- Problem to work on
Count the rows below that contain the string "brick", treating uppercase and lowercase as different, and reply with only the number.

- Excerpts from point annotation data
* * * * * * * * *
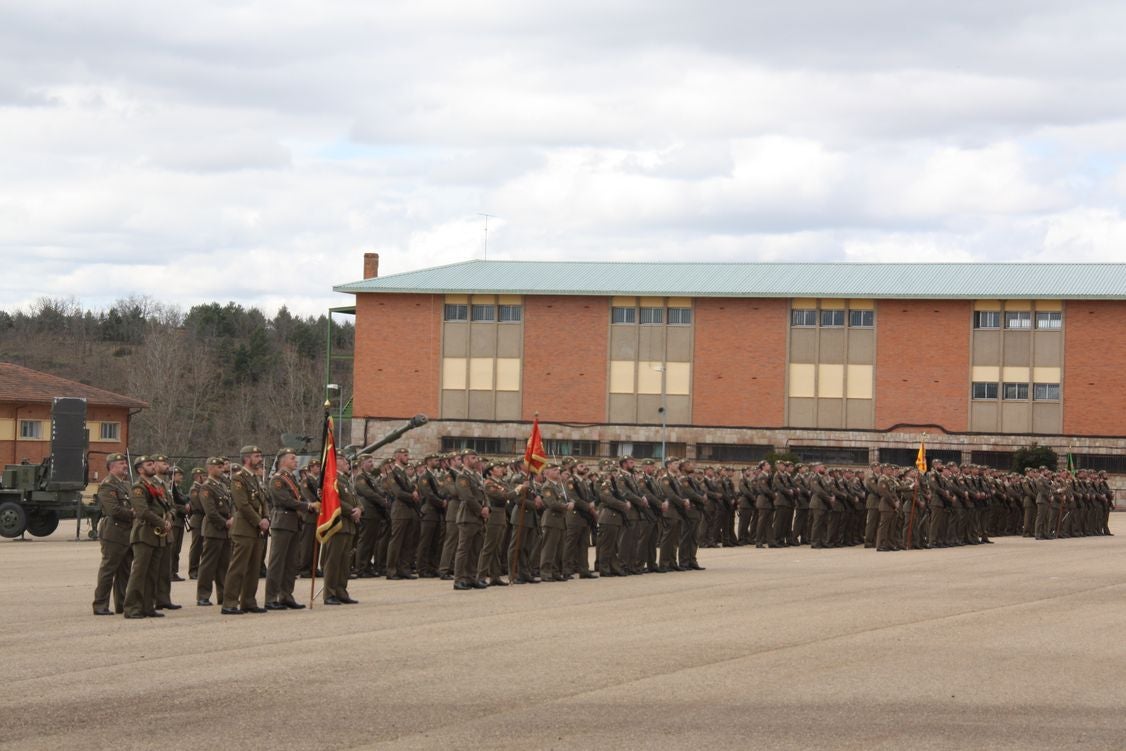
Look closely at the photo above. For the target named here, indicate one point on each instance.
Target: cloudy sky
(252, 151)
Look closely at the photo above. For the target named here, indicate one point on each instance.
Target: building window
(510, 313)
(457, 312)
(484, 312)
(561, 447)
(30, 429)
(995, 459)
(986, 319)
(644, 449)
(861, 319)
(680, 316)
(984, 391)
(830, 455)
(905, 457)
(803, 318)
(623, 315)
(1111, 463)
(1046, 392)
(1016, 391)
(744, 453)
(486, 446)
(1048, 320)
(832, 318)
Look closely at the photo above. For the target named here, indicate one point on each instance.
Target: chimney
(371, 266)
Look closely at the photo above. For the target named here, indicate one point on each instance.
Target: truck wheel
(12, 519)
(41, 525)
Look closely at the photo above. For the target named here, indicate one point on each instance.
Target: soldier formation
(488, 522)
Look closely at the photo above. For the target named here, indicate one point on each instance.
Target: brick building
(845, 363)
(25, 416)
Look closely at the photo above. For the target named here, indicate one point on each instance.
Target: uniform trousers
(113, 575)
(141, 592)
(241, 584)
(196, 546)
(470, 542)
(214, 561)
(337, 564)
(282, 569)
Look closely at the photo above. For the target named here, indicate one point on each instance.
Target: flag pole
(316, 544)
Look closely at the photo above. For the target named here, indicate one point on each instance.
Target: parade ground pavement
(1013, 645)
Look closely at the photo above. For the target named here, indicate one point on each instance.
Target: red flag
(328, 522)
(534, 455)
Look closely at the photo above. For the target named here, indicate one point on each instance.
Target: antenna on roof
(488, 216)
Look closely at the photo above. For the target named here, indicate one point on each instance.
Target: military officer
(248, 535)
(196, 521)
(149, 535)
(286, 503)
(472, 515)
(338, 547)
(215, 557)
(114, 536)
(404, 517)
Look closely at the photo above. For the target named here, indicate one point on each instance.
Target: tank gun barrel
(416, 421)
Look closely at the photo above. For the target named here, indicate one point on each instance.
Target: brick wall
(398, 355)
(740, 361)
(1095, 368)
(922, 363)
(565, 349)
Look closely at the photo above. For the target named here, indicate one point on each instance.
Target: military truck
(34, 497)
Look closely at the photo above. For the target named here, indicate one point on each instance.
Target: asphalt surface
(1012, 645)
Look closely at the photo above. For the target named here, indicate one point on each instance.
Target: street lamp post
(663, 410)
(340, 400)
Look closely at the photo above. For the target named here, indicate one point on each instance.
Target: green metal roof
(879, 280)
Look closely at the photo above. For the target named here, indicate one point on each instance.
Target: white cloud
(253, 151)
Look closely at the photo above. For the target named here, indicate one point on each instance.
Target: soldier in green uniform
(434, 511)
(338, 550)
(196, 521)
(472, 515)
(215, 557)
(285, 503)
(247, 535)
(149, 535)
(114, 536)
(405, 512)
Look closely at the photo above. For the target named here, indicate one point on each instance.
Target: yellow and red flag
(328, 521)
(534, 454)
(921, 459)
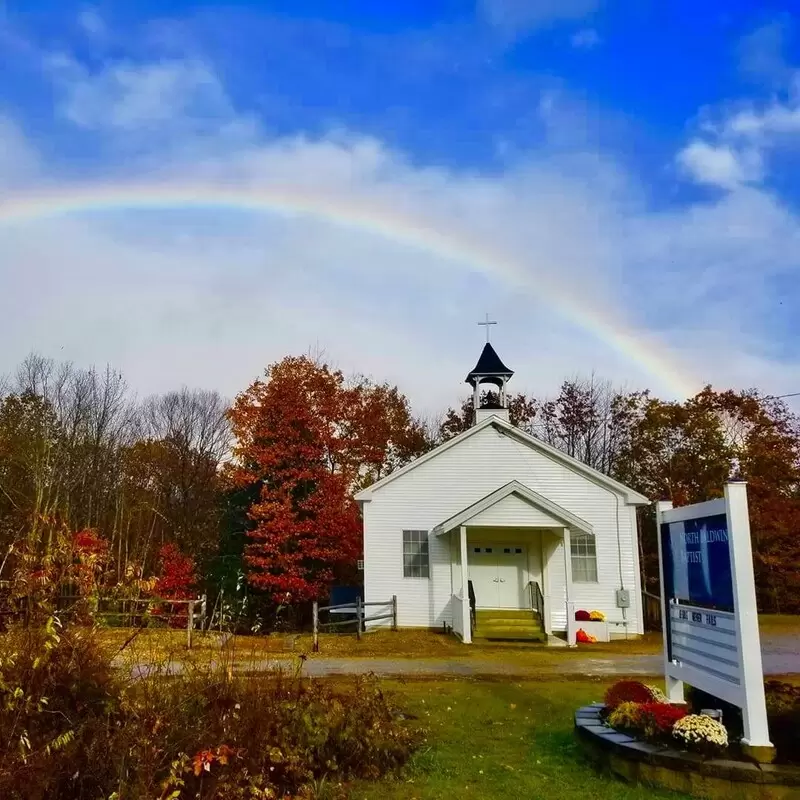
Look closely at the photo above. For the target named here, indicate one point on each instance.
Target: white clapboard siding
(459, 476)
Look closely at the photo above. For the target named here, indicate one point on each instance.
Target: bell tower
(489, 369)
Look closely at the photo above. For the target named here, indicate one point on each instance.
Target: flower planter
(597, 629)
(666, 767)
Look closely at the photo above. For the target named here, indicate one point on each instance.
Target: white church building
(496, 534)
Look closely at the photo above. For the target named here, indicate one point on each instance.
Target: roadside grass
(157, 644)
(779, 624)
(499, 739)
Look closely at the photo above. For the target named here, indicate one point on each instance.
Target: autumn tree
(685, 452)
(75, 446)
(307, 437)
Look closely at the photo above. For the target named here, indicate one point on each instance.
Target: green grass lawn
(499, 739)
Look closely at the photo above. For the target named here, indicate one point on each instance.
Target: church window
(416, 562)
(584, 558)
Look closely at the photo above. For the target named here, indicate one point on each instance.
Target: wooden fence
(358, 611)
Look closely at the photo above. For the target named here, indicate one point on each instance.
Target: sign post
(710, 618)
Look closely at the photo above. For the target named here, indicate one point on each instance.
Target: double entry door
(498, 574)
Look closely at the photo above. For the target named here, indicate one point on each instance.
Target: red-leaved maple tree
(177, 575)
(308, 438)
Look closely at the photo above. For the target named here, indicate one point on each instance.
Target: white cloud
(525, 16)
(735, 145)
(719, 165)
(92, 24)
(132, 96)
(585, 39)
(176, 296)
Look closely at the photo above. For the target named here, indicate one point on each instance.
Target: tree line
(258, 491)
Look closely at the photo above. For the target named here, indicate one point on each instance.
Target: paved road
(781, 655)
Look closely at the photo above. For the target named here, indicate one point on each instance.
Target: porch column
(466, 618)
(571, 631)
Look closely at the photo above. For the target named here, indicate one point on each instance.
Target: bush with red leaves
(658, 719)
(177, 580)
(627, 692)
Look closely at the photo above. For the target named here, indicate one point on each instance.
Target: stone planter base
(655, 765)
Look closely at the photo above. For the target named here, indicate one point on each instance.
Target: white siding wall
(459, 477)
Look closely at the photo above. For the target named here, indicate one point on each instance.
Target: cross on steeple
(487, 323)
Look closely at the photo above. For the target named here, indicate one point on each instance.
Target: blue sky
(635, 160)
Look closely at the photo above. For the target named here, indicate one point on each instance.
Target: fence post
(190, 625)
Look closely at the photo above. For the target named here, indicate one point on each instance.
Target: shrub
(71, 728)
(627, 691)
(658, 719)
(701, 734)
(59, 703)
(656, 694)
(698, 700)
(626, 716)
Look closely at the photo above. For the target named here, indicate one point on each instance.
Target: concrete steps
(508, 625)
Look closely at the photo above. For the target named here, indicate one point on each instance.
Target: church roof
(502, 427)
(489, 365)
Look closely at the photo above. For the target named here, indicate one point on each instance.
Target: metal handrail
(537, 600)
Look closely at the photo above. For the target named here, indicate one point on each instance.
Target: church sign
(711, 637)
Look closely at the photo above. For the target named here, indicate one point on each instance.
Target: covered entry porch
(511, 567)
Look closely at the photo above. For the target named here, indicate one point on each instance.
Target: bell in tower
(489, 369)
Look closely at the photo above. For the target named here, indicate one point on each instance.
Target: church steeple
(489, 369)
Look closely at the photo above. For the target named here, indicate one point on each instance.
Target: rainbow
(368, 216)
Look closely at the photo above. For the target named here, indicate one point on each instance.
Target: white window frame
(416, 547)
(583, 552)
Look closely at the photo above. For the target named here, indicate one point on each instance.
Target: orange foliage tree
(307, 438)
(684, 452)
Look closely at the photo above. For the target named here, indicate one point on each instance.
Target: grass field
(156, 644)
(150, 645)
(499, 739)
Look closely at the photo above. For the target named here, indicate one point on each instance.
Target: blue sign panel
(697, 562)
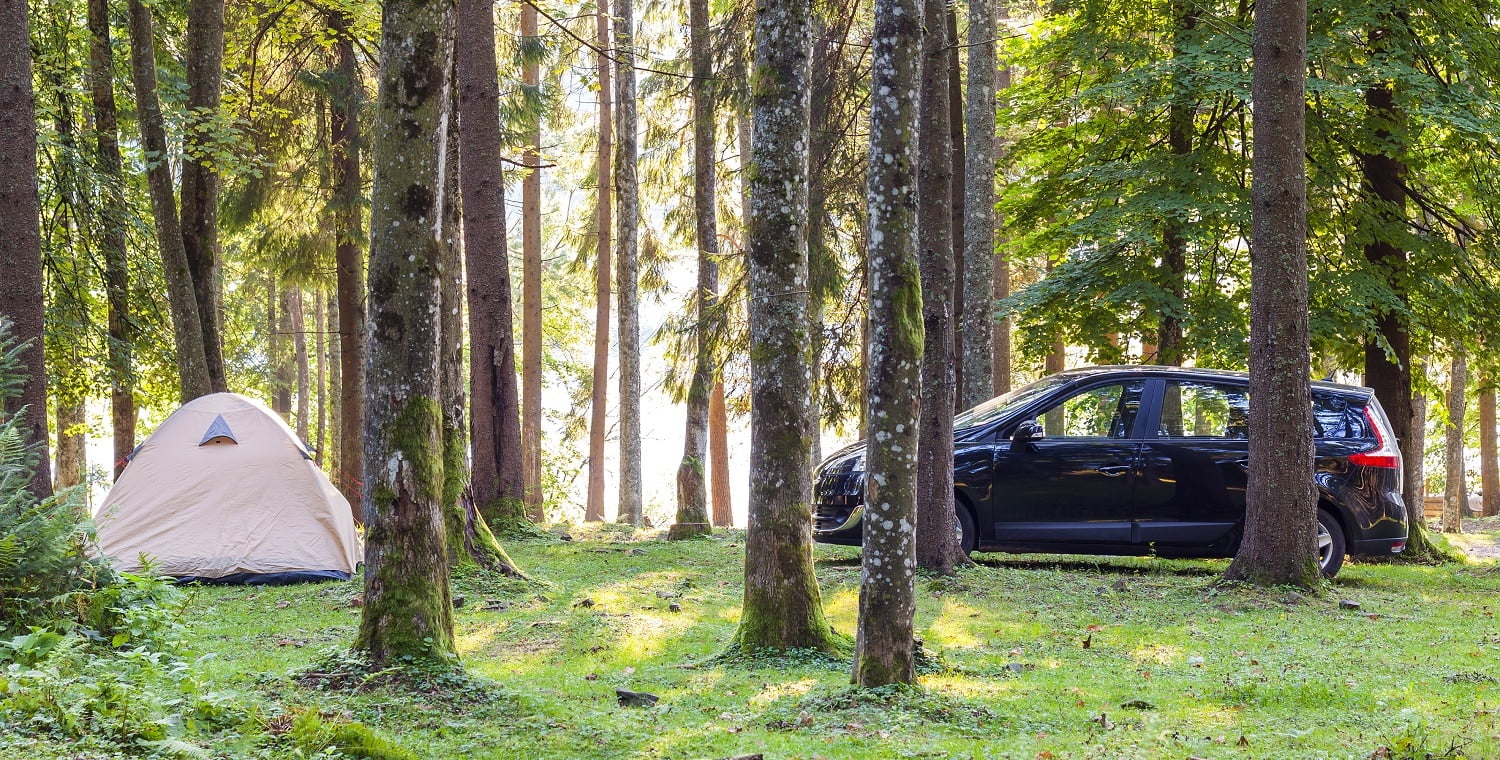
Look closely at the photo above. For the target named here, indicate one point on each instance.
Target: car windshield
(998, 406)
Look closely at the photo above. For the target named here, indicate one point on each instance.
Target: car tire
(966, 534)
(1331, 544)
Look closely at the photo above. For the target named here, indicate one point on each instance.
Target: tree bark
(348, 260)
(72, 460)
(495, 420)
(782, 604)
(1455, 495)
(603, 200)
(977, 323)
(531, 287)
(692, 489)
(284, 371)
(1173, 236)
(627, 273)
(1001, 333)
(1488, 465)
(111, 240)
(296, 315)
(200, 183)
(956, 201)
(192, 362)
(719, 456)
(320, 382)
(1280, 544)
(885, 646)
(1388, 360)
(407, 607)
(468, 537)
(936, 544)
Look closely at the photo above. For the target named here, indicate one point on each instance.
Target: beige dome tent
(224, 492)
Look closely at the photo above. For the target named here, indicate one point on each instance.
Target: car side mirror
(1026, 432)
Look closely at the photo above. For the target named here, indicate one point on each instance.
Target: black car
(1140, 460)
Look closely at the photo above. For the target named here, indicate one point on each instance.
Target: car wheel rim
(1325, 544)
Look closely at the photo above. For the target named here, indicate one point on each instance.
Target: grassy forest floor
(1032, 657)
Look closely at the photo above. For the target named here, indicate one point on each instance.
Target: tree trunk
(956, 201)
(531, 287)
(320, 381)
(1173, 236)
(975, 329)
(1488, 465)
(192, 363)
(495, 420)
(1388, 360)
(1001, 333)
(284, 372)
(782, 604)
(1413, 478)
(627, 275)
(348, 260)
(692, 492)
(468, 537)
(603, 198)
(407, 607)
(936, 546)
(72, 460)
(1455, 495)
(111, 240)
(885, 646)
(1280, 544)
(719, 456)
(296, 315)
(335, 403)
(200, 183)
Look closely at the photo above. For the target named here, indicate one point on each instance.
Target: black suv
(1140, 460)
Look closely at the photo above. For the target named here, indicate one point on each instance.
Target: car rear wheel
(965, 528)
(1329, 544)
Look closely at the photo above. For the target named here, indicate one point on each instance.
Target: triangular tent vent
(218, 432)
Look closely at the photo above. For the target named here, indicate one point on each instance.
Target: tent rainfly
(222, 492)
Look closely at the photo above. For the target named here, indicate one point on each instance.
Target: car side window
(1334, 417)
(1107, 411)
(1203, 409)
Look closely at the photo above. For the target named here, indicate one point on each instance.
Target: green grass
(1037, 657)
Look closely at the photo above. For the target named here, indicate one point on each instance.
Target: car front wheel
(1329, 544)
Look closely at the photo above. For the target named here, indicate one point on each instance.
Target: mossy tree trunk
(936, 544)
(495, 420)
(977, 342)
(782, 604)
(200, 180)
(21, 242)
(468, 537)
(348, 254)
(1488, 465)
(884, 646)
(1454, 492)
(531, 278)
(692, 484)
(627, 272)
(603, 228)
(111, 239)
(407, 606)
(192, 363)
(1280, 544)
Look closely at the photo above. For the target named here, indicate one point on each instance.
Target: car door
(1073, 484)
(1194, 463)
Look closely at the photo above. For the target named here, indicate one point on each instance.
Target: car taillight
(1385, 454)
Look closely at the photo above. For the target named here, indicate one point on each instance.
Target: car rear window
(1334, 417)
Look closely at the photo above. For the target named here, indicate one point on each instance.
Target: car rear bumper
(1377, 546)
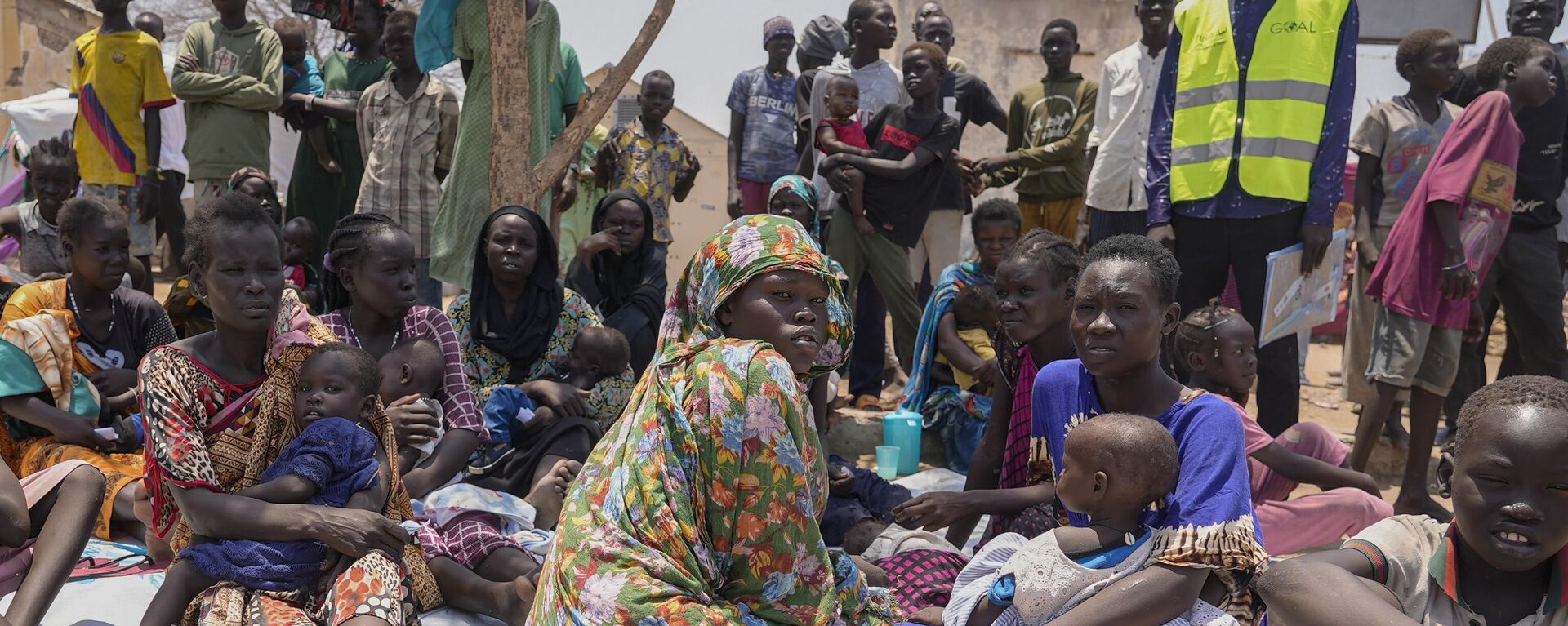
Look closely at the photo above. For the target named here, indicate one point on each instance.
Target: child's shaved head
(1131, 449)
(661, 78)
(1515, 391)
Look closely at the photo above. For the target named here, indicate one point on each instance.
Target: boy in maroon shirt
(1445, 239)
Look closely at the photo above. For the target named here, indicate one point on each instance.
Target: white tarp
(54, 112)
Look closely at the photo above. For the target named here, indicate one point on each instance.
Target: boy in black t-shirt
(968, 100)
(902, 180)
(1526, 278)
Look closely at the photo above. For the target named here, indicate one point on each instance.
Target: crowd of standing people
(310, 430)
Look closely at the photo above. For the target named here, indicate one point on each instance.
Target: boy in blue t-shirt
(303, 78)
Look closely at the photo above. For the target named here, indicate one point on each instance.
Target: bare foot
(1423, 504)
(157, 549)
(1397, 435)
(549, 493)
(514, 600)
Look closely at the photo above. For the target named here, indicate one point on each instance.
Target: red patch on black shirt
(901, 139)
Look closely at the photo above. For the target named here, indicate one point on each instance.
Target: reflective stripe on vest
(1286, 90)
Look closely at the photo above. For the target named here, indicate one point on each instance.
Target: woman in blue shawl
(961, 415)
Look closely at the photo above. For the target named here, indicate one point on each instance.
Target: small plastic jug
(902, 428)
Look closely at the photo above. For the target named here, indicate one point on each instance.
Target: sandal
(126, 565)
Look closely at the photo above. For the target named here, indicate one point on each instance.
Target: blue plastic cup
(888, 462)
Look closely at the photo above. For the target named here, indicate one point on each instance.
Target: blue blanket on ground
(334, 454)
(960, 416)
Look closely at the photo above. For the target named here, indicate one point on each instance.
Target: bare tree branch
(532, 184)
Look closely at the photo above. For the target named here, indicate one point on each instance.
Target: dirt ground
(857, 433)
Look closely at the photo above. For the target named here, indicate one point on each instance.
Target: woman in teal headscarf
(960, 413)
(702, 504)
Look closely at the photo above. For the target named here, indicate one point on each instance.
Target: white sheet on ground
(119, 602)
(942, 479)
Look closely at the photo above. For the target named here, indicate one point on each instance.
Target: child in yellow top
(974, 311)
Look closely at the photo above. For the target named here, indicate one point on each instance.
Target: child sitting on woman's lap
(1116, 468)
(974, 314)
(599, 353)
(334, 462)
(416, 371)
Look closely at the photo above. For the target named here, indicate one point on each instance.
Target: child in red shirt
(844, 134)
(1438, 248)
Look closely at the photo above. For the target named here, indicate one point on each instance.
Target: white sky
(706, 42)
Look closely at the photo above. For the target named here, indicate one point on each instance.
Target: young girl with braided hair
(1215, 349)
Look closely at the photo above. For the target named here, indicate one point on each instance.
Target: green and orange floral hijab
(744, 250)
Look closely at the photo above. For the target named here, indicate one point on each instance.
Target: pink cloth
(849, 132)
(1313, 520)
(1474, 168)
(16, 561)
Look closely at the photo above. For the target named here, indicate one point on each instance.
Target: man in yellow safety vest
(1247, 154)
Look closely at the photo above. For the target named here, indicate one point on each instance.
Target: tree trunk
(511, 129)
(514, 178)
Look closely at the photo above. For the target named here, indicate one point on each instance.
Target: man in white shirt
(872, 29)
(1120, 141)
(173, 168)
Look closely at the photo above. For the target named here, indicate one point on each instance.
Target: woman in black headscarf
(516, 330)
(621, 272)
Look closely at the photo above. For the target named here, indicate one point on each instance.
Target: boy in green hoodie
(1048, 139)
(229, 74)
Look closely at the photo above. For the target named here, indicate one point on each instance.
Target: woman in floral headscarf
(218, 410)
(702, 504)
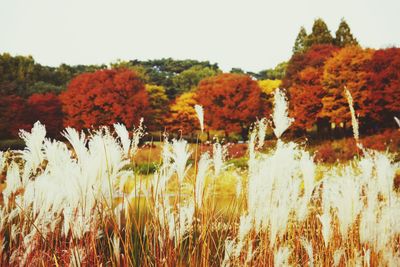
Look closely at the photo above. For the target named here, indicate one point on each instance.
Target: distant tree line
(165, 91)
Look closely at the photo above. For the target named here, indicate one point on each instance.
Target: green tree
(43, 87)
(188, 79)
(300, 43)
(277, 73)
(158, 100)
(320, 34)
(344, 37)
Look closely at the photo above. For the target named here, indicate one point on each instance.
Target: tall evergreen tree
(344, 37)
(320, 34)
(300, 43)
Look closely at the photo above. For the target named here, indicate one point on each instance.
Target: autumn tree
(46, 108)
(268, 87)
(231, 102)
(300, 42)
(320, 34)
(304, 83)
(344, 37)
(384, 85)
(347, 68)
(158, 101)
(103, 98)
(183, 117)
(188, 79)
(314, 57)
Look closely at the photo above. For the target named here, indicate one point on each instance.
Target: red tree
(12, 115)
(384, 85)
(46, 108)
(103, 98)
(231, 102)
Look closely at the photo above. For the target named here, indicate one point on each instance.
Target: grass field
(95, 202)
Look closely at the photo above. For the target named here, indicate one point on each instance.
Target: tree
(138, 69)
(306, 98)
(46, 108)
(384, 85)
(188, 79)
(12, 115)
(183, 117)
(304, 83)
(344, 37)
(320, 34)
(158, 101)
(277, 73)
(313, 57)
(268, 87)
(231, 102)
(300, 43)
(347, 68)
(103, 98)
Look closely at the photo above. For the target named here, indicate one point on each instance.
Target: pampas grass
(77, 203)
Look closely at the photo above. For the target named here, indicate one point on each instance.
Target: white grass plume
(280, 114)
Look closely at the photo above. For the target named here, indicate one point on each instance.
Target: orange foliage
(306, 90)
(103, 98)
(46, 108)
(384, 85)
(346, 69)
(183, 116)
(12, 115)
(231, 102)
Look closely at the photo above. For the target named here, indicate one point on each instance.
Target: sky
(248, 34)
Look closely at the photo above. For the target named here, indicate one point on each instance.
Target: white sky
* * * * * * * * *
- Problem solution
2